(Data supplied):
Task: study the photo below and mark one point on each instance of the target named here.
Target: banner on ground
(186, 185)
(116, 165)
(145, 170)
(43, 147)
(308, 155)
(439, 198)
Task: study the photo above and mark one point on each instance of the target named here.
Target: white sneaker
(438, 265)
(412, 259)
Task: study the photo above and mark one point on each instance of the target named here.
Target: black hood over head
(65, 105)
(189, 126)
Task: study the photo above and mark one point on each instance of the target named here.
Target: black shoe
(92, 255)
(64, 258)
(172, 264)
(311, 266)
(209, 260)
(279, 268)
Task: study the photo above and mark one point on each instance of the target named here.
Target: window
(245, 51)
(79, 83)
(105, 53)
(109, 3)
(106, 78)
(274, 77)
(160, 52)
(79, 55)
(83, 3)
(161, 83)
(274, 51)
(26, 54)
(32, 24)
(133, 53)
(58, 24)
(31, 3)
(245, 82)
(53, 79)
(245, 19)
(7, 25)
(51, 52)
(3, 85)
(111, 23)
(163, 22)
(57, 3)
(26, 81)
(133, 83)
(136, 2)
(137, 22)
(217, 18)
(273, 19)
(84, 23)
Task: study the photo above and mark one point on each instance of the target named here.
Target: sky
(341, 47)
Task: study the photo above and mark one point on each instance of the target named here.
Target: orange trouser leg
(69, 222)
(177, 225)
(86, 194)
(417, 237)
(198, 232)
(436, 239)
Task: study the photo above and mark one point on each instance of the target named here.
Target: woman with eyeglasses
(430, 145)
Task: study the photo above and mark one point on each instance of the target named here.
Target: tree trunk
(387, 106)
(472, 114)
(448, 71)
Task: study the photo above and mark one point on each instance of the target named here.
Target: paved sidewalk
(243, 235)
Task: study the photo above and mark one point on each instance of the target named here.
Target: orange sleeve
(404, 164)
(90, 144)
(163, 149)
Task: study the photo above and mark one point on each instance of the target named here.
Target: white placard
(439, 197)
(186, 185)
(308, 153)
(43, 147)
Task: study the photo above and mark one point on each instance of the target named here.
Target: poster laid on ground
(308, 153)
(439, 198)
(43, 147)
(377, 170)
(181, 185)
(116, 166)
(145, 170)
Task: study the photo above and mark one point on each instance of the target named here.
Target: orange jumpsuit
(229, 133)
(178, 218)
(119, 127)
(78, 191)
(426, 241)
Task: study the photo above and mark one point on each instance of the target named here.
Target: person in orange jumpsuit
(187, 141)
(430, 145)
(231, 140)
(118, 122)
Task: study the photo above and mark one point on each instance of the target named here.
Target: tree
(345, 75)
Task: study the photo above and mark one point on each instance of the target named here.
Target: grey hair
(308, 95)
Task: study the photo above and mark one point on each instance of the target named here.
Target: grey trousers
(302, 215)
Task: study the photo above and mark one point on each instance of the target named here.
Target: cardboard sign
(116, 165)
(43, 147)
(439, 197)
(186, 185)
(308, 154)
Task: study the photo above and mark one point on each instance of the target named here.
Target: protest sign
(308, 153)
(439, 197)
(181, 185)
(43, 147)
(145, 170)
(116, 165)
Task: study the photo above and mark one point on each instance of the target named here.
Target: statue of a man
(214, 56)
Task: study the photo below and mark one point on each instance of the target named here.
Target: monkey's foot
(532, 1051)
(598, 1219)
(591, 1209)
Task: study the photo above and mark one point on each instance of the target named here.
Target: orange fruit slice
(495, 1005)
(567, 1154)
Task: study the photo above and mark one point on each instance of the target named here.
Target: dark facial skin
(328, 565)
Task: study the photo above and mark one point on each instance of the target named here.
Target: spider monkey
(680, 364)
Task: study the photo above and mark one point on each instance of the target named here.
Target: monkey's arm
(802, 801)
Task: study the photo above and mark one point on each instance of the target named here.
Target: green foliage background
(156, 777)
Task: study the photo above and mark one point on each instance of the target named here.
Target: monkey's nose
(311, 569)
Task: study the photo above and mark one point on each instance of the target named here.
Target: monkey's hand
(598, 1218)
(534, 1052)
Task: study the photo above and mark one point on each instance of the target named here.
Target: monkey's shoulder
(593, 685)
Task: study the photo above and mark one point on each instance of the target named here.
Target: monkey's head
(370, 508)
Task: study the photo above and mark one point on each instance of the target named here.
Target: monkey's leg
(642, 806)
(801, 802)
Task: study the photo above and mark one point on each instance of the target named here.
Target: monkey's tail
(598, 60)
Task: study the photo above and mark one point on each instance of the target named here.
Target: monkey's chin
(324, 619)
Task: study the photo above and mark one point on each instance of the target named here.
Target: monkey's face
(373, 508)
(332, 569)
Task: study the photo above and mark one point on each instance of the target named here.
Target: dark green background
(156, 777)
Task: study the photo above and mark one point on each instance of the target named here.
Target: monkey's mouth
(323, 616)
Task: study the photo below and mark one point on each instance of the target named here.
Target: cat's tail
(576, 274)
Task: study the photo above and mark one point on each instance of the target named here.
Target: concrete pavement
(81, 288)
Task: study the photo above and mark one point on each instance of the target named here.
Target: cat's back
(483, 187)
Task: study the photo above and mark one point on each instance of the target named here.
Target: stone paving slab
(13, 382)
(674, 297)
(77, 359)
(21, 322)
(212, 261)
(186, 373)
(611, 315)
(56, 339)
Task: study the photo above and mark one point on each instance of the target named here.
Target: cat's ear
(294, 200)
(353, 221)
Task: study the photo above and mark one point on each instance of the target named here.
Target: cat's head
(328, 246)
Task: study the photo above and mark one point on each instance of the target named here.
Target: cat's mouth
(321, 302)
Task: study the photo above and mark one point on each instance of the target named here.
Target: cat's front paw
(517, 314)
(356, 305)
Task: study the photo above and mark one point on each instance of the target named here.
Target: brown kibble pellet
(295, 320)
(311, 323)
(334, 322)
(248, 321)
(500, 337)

(What is expected):
For this exercise, retype the complete listing exactly.

(Output of the exercise):
Task: study the photo below and mark one point on each instance of the target named here.
Target: banner on ground
(186, 185)
(116, 165)
(145, 170)
(43, 147)
(308, 155)
(439, 198)
Task: study the photo above and mark one point on each instance of the target named here.
Target: white sneaker
(438, 265)
(412, 259)
Task: study the photo above and mark one point on each instance of the target named here.
Target: black hood over head
(65, 105)
(189, 126)
Task: study the photo above and mark one point on each instance of the target named here.
Target: black shoe
(92, 255)
(64, 258)
(172, 264)
(311, 266)
(209, 260)
(279, 268)
Task: study the photo above and mark one point on each instance of the target named here.
Target: window
(245, 51)
(79, 83)
(105, 53)
(109, 3)
(106, 78)
(274, 77)
(160, 52)
(79, 55)
(83, 3)
(161, 83)
(274, 51)
(26, 54)
(32, 24)
(133, 53)
(58, 24)
(31, 3)
(245, 82)
(53, 79)
(245, 19)
(7, 25)
(51, 52)
(3, 85)
(111, 23)
(163, 22)
(57, 3)
(26, 81)
(133, 83)
(136, 2)
(137, 22)
(217, 18)
(273, 19)
(84, 23)
Task: study the photo above and mark one point on each instance of the target named here.
Target: sky
(341, 47)
Task: study the photo above and mark one point on each instance of the target named here.
Target: orange trouser leg
(69, 222)
(177, 225)
(86, 194)
(417, 237)
(198, 232)
(436, 239)
Task: study the photo above and mark one point on each instance of the target named here.
Target: woman with eyeglasses
(430, 145)
Task: study the photo above and mark one point on each instance of the target named here.
Target: tree trunk
(387, 106)
(472, 114)
(448, 71)
Task: study the photo above and mark one point on each instance of the target named here.
Target: paved sidewalk
(243, 235)
Task: study the photo above and mark one point on each instance of the target named here.
Target: orange sleeve
(404, 164)
(90, 144)
(163, 149)
Task: study the photo above and mark one point on each instance of the target named here.
Target: white placard
(439, 197)
(186, 185)
(308, 153)
(43, 147)
Task: study the photo above and mark one point on each instance of the target named here.
Target: poster laid on ground
(308, 153)
(439, 198)
(43, 147)
(377, 170)
(181, 185)
(116, 166)
(145, 170)
Task: study the photo above and mark one point on each instance of the target named here.
Target: orange jumpsuit
(229, 133)
(178, 218)
(119, 127)
(78, 191)
(426, 241)
Task: study the photo above and mark one point on each instance of the target named here.
Target: person in orange jumpsuit
(187, 141)
(430, 145)
(231, 140)
(118, 122)
Task: study the photo above and mark one point on each instance of the target named here.
Target: tree
(345, 75)
Task: study the photo above and mark one point on each instance of the target named here.
Target: grey hair
(308, 95)
Task: study the photo above and mark one point on each instance of the target named here.
Target: grey trousers
(302, 215)
Task: study the photo above and mark one point on each instance of the target named here.
Target: cardboard sign
(116, 165)
(43, 147)
(439, 197)
(186, 185)
(308, 154)
Task: study the photo above and mark one point on each instance of the target named here.
Target: protest sign
(308, 153)
(439, 197)
(181, 185)
(43, 147)
(145, 170)
(116, 165)
Task: study the photo above and mark one point on each instance of the target named here.
Target: statue of a man
(214, 56)
Task: study the photo below and mark one point on each instance of the target named here.
Target: monkey's foot
(532, 1051)
(598, 1219)
(591, 1209)
Task: study the photo above and mark one point on each instance of the target named here.
Target: orange fruit slice
(495, 1005)
(567, 1154)
Task: study the photo above and mark one point on each instance of the target named here.
Target: dark facial skin
(328, 565)
Task: study the photo above and mark one point on each instance of the target named here.
Target: spider monkey
(680, 364)
Task: study the photo above and mark one point on each instance of the target named here.
Target: monkey's arm
(802, 801)
Task: study the photo above and mark one point on each instance of the target named here.
Target: green foliage background
(156, 777)
Task: study the photo above and mark one point on each instance of the target named here.
Target: monkey's nose
(311, 569)
Task: study the photo above and mark one point on each instance of the target named here.
Target: monkey's hand
(598, 1218)
(534, 1052)
Task: study the photo above and mark one point on each instance of the target named here.
Target: monkey's shoulder
(593, 685)
Task: study the photo above and mark one point on each instance of the target named here.
Target: monkey's head
(370, 508)
Task: study the photo above and mark one point on each instance of the target named here.
Target: monkey's leg
(642, 806)
(801, 802)
Task: study the photo above and mark one point on each instance of the target named here.
Target: monkey's tail
(598, 60)
Task: study the photo above and mark one point on each instance of the target named here.
Target: monkey's chin
(324, 619)
Task: study the photo above and mark one point on each instance of the target named here.
Target: monkey's face
(373, 508)
(332, 569)
Task: study the photo above and mark one point on each instance of the target named here.
Target: dark green background
(156, 777)
Task: study the photo above and mark one point on each instance of the target named here.
Target: monkey's mouth
(323, 616)
Task: study the photo below and mark one point on each instance of the target named here.
Target: cat's tail
(576, 274)
Task: study the photo above and mark one point on each instance of the target named here.
Target: concrete pavement
(81, 288)
Task: study the photo above and mark one point on each instance of the target named here.
Target: cat's back
(483, 187)
Task: study the photo above and mark one point on each instance of the target named here.
Target: stone paving slab
(13, 382)
(674, 297)
(77, 359)
(21, 322)
(212, 261)
(186, 373)
(611, 315)
(56, 339)
Task: study the photo above and mark one point on each instance of the target named here.
Target: cat's ear
(294, 200)
(353, 221)
Task: study the photo above and mark one point on each instance of the target named here.
Target: cat's head
(328, 246)
Task: study the photo above and mark one point on each instance of the target named here.
Target: cat's mouth
(321, 302)
Task: study the photo above and mark one point on each instance of the target named here.
Target: cat's front paw
(517, 314)
(356, 305)
Task: study the photo above and mark one point on each instance of the target named here.
Target: brown kibble pellet
(295, 320)
(311, 323)
(334, 322)
(248, 321)
(500, 337)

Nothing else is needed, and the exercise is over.